(Data items)
══════

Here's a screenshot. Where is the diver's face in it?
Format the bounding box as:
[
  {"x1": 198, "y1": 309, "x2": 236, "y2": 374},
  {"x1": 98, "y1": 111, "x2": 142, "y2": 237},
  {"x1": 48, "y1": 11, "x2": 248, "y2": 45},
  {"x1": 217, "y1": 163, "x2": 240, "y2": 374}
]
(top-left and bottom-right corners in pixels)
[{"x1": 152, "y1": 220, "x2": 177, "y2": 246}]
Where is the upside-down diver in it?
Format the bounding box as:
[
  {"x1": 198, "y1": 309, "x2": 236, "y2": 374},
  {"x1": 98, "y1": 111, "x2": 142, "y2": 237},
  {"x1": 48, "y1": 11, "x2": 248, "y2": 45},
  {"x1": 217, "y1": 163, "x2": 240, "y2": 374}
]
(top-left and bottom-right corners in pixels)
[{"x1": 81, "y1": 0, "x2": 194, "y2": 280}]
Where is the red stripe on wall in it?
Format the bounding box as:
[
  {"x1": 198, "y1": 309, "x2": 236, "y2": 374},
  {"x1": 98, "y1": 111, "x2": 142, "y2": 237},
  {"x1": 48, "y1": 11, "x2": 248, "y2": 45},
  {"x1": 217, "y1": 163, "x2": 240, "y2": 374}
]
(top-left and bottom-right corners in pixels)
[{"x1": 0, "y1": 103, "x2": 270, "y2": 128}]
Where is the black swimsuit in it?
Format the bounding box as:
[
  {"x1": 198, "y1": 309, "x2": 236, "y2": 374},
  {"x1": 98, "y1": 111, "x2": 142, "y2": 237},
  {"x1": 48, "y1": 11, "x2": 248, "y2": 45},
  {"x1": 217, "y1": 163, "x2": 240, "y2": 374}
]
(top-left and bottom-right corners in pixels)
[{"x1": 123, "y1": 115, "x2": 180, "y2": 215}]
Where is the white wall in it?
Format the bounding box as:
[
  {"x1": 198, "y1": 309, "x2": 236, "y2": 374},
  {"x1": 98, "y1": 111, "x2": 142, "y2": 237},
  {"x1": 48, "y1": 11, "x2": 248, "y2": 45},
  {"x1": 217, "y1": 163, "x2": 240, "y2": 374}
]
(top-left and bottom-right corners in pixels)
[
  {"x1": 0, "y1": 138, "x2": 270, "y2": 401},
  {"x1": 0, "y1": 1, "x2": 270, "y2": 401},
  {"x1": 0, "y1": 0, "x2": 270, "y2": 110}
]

══════

Work to complete —
List every line in the entries above that contains the string "diver", treating case as significant.

Response to this exercise —
Here's a screenshot. Where is the diver's face in it?
Where is the upside-down diver in it?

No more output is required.